Listed records
┄┄┄┄┄┄

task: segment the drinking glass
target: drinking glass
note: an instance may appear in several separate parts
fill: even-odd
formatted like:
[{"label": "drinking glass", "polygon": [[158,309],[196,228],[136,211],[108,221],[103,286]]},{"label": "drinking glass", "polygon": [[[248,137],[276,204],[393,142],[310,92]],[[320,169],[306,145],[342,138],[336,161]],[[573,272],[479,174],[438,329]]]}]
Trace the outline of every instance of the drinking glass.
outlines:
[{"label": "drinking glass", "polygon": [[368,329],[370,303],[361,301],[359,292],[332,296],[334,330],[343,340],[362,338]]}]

┄┄┄┄┄┄

Brief
From start to finish, retype the records above with complete accuracy.

The completed task
task: segment the drinking glass
target: drinking glass
note: an instance may appear in several separate parts
fill: even-odd
formatted like:
[{"label": "drinking glass", "polygon": [[158,309],[196,228],[136,211],[108,221],[103,286]]},{"label": "drinking glass", "polygon": [[[248,137],[276,204],[393,142],[310,92]],[[320,169],[306,145],[342,138],[336,161]],[[573,272],[479,174],[438,329]]]}]
Trace the outline of every instance of the drinking glass.
outlines:
[{"label": "drinking glass", "polygon": [[368,329],[370,303],[361,301],[359,292],[332,296],[334,330],[343,340],[362,338]]}]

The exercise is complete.